> **What to work on**
Extract from the book description below everything from "With specific directions" down to "the perfect companion.", reproducing the wording without change.

> **Excerpted text**

▽

With specific directions to the best viewing sites within the most spectacular and diverse wildlife reserves, beautifully complemented with hundreds of colour photographs of wildlife and landscapes, engaging and educative information about the fauna, and advice on technique and equipment, this is the perfect companion.
Dr. Luke Hunter is an Australian biologist and is the President of Panthera (www.panthera.org), a New York-based conservation nonprofit he helped to create in 2006, which is dedicated to the range-wide conservation of the world's wild cat species. Before joining Panthera, Hunter headed the Wildlife Conservation Society's Great Cats Program and taught wildlife ecology at several universities in Australia and South Africa.

△

> **Recorded information**
▽

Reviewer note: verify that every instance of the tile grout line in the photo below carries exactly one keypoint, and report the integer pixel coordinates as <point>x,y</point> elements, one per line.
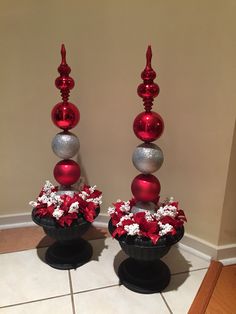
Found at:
<point>99,288</point>
<point>34,301</point>
<point>167,305</point>
<point>189,271</point>
<point>71,293</point>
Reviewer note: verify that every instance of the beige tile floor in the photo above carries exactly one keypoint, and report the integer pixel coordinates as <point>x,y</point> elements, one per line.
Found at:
<point>28,285</point>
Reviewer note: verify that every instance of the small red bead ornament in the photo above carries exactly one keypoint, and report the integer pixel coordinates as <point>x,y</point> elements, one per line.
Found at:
<point>67,172</point>
<point>146,188</point>
<point>65,116</point>
<point>148,126</point>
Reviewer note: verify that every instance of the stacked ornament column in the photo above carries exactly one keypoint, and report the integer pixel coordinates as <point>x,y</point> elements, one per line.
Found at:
<point>147,157</point>
<point>65,116</point>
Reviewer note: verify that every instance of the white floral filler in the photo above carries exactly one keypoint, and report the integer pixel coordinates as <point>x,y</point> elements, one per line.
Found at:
<point>166,219</point>
<point>68,207</point>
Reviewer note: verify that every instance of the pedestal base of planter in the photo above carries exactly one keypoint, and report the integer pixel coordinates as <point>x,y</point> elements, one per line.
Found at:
<point>144,276</point>
<point>69,254</point>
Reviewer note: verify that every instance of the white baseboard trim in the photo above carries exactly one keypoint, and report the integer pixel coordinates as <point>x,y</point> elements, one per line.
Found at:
<point>194,245</point>
<point>101,221</point>
<point>16,221</point>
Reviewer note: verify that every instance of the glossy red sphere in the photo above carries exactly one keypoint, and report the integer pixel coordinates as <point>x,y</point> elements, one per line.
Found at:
<point>148,126</point>
<point>146,188</point>
<point>65,115</point>
<point>67,172</point>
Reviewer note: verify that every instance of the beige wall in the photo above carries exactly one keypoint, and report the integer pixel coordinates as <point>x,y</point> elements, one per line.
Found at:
<point>194,52</point>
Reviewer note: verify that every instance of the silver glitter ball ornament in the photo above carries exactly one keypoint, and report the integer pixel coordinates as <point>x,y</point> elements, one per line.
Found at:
<point>65,145</point>
<point>147,158</point>
<point>143,206</point>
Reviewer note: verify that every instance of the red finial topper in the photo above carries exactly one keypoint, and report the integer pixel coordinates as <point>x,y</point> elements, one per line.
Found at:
<point>64,82</point>
<point>148,90</point>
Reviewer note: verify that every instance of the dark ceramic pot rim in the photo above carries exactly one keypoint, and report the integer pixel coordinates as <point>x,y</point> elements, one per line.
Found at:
<point>138,241</point>
<point>48,222</point>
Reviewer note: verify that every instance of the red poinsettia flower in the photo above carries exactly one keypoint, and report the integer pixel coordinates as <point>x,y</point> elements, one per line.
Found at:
<point>67,220</point>
<point>148,229</point>
<point>171,221</point>
<point>89,212</point>
<point>67,208</point>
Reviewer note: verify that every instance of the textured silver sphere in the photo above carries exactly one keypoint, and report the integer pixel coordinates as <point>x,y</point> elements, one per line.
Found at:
<point>65,145</point>
<point>147,158</point>
<point>143,206</point>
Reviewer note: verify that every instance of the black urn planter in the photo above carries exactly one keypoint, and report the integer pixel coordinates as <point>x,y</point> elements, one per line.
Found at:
<point>70,250</point>
<point>143,271</point>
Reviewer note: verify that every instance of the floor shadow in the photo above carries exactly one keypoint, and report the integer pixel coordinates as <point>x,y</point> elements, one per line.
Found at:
<point>119,258</point>
<point>178,265</point>
<point>179,268</point>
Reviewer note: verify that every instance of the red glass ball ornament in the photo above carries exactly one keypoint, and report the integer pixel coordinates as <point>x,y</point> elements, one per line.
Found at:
<point>65,115</point>
<point>148,126</point>
<point>146,188</point>
<point>67,172</point>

△

> **Answer to this task**
With specific directions to the best viewing sites within the most spectacular and diverse wildlife reserves, beautifully complemented with hundreds of colour photographs of wildlife and landscapes, engaging and educative information about the fauna, and advice on technique and equipment, this is the perfect companion.